**Excerpt**.
***
South Africa's president criticizes 'vaccine nationalism'

FILE In this Friday, April 24, 2020 file photo, South African President Cyril Ramaphosa visits a field hospital in Johannesburg. Ramaphosa has announced he has gone into quarantine after coming into contact with a dinner guest who has tested positive for COVID-19. He came into contact with a guest at a dinner of 35 people in Johannesburg last weekend, the president's spokesman said Wednesday, Oct. 28. (AP Photo/Jerome Delay, File) (Copyright 2020 The Associated Press. All rights reserved.)

JOHANNESBURG – South African president and African Union chairman Cyril Ramaphosa has called on richer nations to release surplus vaccine doses to the rest of the world.

Delivering an address Tuesday to the virtual World Economic Forum dialogue, Ramaphosa highlighted the African Union’s efforts to secure vaccines for African nations and the impact of the COVID-19 pandemic on the continent.

“We are deeply concerned about the problem of vaccine nationalism, which, unless addressed, will endanger the recovery of all countries," he said.

“Ending the pandemic worldwide will require greater collaboration on the rollout of vaccines, ensuring that no country is left behind in this effort,” said Ramaphosa.

According to Ramaphosa, some countries have acquired more doses than they need to vaccinate their populations.

“Rich countries in the world are holding on to these vaccines and we are saying ‘Release the excess vaccines that you have ordered and hoarded.' There is just no need for a country which perhaps has about 40 million people to go and acquire 120 million doses or even 160 million and yet the world needs access to those vaccines,” he said.

The African Union’s vaccine acquisition task team had acquired 270 million vaccine doses directly from manufacturers in addition to the 600 million doses to be acquired from the global COVAX facility, he said.

South Africa itself has procured more than 20 million doses directly from vaccine manufacturers, said Ramaphosa. It is to get another 6 million through the COVAX facility, which means the country must acquire 14 million more vaccines to accomplish its goal of vaccinating about 67% of its population of 60 million by the end of 2021.
***
**Extracted material**.

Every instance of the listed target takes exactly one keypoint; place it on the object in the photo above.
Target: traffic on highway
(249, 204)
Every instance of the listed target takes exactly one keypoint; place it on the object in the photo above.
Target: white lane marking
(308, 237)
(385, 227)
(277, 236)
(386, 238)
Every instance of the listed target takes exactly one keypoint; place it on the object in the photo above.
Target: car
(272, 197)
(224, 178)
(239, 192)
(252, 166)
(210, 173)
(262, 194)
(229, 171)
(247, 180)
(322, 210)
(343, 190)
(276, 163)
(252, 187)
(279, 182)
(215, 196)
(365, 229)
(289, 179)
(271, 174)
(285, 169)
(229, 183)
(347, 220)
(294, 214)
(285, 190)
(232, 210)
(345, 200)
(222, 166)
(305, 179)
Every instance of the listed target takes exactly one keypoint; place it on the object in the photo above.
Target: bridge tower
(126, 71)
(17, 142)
***
**Assignment**. List, in order of appearance, every number of vaccine doses mentioned in the news article about Ramaphosa's remarks.

**Answer section**.
120 million
160 million
270 million
600 million
20 million
6 million
14 million